> **Given request**:
Could you copy every line of the material below word for word, without changing anything?

> **Data supplied**:
________________________________________
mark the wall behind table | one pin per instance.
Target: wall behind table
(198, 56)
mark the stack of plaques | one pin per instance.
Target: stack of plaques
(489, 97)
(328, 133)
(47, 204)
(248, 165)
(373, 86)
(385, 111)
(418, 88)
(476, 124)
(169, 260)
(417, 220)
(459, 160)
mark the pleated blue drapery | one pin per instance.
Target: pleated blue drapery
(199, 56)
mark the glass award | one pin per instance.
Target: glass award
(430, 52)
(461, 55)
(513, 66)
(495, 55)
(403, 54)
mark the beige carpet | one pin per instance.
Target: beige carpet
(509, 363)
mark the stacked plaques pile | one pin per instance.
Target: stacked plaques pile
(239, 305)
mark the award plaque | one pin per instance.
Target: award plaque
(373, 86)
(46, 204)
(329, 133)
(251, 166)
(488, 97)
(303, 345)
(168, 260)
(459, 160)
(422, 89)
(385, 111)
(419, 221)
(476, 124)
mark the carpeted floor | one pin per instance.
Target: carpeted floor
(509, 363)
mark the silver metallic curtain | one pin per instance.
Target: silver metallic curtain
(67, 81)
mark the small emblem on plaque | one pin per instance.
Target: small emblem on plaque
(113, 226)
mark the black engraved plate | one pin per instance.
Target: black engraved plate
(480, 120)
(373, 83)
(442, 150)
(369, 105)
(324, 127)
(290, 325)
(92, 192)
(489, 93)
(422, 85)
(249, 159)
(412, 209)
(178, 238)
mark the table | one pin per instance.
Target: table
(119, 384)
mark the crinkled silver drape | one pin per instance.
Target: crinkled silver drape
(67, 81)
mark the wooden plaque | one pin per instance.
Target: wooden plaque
________________________________________
> **Solution for this exercise**:
mark the wall behind table | one pin per instance.
Target: wall behind table
(198, 56)
mark the stack of plaques | one pin per instance.
Target: stack of plaques
(489, 97)
(328, 133)
(47, 204)
(248, 165)
(373, 86)
(385, 111)
(418, 88)
(476, 124)
(169, 260)
(417, 220)
(459, 160)
mark the pleated blue drapery | one pin per instance.
Target: pleated blue drapery
(199, 56)
mark the glass award | one pin per instance.
Target: glass award
(430, 52)
(461, 55)
(513, 66)
(495, 55)
(403, 54)
mark the beige carpet | one pin per instance.
Target: beige carpet
(509, 363)
mark the stacked plaques pile | one pin per instance.
Target: stacked plaques pile
(239, 305)
mark the award plaque | one pin per instance.
Target: award plaque
(373, 86)
(46, 204)
(329, 133)
(251, 166)
(488, 97)
(303, 345)
(168, 260)
(459, 160)
(422, 89)
(385, 111)
(419, 221)
(476, 124)
mark the carpeted floor | one pin per instance.
Target: carpeted floor
(509, 363)
mark the silver metallic curtain | one pin per instance.
Target: silver metallic curtain
(67, 81)
mark the small emblem on plaque | one pin per instance.
Target: small emblem on plaque
(113, 226)
mark the black engraved plate | one pin per instance.
Target: black engraved plate
(480, 120)
(373, 83)
(442, 150)
(369, 105)
(324, 127)
(290, 325)
(92, 192)
(489, 93)
(422, 85)
(249, 159)
(412, 209)
(178, 238)
mark the table | one pin per instance.
Target: table
(119, 384)
mark the crinkled silver drape | one pin per instance.
Target: crinkled silver drape
(67, 81)
mark the wooden plaque | one pin per instance.
Target: wooden plaque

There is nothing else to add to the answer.